**Task description**: List every line in the entries below that contains the word "tree", copied in full. Case counts, so match only that exact capitalization.
━━━ Material to process
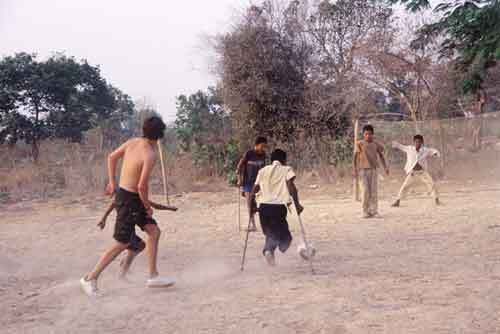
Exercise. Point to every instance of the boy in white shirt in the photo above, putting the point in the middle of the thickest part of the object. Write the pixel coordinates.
(275, 188)
(416, 167)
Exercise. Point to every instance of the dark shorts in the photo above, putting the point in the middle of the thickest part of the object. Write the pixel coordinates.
(247, 188)
(275, 227)
(130, 212)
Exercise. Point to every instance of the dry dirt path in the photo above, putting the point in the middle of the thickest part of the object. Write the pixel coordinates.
(419, 269)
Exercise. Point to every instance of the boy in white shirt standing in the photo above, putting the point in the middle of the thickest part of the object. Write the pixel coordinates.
(416, 167)
(275, 188)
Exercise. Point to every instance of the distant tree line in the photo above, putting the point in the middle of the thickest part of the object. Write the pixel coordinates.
(59, 97)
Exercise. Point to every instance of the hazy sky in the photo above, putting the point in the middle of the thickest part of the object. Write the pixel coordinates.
(148, 48)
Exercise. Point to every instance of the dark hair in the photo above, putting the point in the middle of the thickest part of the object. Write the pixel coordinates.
(153, 128)
(278, 155)
(418, 137)
(368, 128)
(260, 140)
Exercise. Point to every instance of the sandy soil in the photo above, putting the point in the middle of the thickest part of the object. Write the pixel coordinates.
(419, 269)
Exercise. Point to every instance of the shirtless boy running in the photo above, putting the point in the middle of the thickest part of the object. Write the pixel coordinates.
(136, 244)
(132, 203)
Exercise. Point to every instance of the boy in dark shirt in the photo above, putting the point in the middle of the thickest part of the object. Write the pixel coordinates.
(365, 164)
(248, 168)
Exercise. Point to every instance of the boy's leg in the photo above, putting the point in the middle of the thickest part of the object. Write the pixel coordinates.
(105, 260)
(248, 198)
(270, 245)
(284, 231)
(431, 185)
(153, 233)
(135, 247)
(373, 210)
(403, 188)
(365, 189)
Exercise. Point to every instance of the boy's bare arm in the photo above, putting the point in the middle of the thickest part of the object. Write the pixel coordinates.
(112, 163)
(255, 190)
(102, 222)
(355, 163)
(158, 206)
(239, 169)
(397, 145)
(143, 186)
(382, 158)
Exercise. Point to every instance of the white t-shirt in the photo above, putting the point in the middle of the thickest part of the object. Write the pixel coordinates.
(272, 181)
(413, 156)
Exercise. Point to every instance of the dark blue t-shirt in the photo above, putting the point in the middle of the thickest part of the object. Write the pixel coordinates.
(253, 162)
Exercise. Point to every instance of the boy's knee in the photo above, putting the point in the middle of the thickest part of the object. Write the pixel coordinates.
(154, 231)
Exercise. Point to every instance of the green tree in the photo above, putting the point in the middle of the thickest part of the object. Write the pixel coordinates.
(200, 118)
(59, 98)
(471, 31)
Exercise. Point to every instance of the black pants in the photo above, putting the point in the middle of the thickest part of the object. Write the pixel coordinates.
(275, 227)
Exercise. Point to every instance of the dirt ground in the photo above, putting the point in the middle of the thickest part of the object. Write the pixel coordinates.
(418, 269)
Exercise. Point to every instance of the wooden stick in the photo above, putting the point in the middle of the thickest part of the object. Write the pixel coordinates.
(163, 173)
(306, 243)
(239, 208)
(246, 245)
(355, 181)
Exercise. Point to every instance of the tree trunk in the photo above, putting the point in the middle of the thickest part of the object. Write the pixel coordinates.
(35, 150)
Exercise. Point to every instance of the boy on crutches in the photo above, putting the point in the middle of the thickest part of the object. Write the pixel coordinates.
(248, 167)
(273, 187)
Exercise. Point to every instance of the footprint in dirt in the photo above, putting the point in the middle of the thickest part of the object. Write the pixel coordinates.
(8, 267)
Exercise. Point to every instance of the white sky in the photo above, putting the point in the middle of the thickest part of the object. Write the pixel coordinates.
(149, 49)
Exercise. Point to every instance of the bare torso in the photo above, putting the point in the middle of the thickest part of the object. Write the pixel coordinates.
(136, 152)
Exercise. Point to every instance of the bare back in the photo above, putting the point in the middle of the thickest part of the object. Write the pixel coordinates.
(137, 152)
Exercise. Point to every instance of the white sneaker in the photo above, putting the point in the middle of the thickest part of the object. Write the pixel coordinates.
(270, 258)
(89, 287)
(160, 282)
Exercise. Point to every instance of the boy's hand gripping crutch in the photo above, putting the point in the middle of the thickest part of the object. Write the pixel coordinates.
(308, 249)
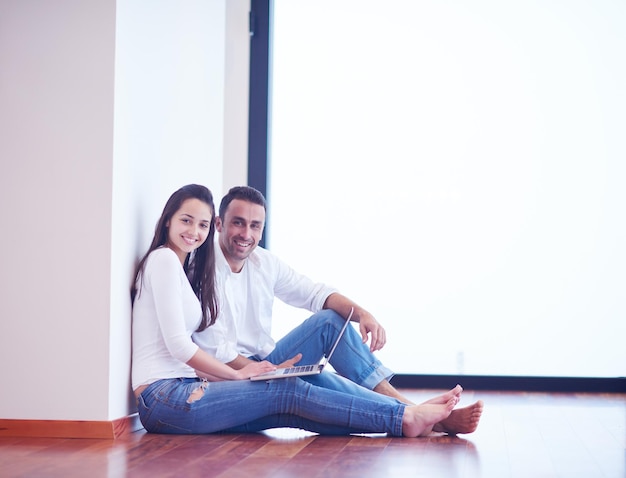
━━━━━━
**Result of the exercise**:
Exercise. Point to every instance of the distant tree line in the photo above, putting the point in the middle of the thickest part of the object. Write the pixel coordinates.
Exercise. Point to every instance of the green tree in the photo above, putting the point in the middle of the thickest part of the object. Write the pixel coordinates.
Exercise. Point to every instance of the tree trunk in the photo above, putting the point in the middle of the thickest part of the object. Write the pixel coordinates.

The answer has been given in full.